= REQUIREMENTS =
1. Can you transcribe the article on Herman Rosenblat's memoir from "Herman Rosenblat's concentration-camp" up to and including "2009 11:25AM (EST)"?
2. Could you pick up the article on Herman Rosenblat's memoir after its last sentence and carry it on?

= READING PASSAGE =
··········
The Holocaust memoir so heartwarming it had to be fake

Herman Rosenblat's concentration-camp romance duped Oprah, among many others. Why are we so eager to put a happy ending on a tragedy?

Published January 7, 2009 11:25AM (EST)

Novelist and editor William Dean Howells famously told Edith Wharton that the problem with American audiences was that they always wanted "a tragedy with a happy ending."

That longing explains what led to the recent controversy over Herman Rosenblat's Holocaust memoir, "Angel at the Fence: The True Story of a Love That Survived," now canceled by the publisher Berkley Books, though a film version may still be in the offing.

The story won hearts across America and its teller appeared twice on "Oprah." As a young boy, Rosenblat wound up in the German concentration camp of Schlieben, 95 kilometers northeast of Leipzig in eastern Germany. This satellite camp of Buchenwald made munitions, and for six months (or seven according to some versions) he had wordless encounters across the barbed-wire fence with a Jewish girl hiding locally, pretending to be Christian. For that whole period, she threw him food. Fifteen years later, they met on a blind date in New York and discovered, to their mutual amazement, that he was the boy behind the barbed-wire fence and she was the girl who fed him. And so, they were married.
··········
= DATA RECORDS =
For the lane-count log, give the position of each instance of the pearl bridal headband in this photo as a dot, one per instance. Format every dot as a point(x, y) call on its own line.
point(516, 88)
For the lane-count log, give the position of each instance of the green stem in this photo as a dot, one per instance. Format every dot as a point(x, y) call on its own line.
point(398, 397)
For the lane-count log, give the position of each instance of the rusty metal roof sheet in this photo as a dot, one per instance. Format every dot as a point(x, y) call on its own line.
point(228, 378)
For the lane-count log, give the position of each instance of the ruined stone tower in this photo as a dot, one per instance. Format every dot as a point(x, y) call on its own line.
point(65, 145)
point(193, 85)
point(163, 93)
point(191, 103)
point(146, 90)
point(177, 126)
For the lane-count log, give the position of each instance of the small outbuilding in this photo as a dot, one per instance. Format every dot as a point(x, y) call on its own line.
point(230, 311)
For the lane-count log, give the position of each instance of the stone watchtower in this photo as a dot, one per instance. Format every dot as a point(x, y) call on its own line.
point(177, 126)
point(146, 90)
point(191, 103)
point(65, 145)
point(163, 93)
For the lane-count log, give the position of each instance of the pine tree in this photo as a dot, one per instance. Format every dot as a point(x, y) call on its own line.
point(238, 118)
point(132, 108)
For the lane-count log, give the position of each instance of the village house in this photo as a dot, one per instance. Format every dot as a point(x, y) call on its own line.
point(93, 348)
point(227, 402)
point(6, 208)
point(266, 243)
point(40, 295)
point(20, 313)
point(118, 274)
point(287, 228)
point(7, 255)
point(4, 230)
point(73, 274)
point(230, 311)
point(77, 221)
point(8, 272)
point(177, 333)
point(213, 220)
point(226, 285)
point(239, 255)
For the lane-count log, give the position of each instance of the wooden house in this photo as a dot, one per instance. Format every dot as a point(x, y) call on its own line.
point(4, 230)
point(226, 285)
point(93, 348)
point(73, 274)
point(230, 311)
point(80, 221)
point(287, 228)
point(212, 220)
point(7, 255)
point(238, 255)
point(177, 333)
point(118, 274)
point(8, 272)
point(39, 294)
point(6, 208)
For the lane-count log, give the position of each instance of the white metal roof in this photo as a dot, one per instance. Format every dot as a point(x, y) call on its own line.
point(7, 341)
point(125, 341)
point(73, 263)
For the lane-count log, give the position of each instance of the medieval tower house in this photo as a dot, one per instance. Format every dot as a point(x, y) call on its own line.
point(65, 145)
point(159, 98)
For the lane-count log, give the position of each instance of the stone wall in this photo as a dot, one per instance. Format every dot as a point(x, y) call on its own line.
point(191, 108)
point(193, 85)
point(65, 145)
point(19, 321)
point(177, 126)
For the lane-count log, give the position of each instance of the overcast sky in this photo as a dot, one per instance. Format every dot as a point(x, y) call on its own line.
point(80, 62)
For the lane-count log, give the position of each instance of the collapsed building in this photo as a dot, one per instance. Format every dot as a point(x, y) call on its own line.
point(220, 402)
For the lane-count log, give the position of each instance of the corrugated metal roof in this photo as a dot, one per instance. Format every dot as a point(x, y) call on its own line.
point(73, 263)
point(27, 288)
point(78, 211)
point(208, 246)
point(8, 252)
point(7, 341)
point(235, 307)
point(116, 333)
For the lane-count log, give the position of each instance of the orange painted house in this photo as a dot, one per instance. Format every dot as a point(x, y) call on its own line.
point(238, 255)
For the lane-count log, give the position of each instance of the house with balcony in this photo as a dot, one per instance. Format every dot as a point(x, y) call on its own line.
··········
= RESPONSES PER TASK =
1.
Herman Rosenblat's concentration-camp romance duped Oprah, among many others. Why are we so eager to put a happy ending on a tragedy?

Published January 7, 2009 11:25AM (EST)

2.
I missed this heartwarming tale in all its versions online and elsewhere, but as soon as I tuned in to it in December, when the New Republic reported that there were doubts about Rosenblat's forthcoming book, I realized it didn't add up, couldn't add up. My parents were Holocaust survivors, and I've read about and studied the Holocaust for over 30 years, publishing fiction and essays about the legacy of survivors' children. Nobody was allowed to approach concentration camp fences on either side, prisoners or strangers. The fences were usually electrified and extremely well guarded. The notion that any kind of communication like the one Rosenblat describes could continue unobserved at a concentration camp for six months, let alone six days, is risible.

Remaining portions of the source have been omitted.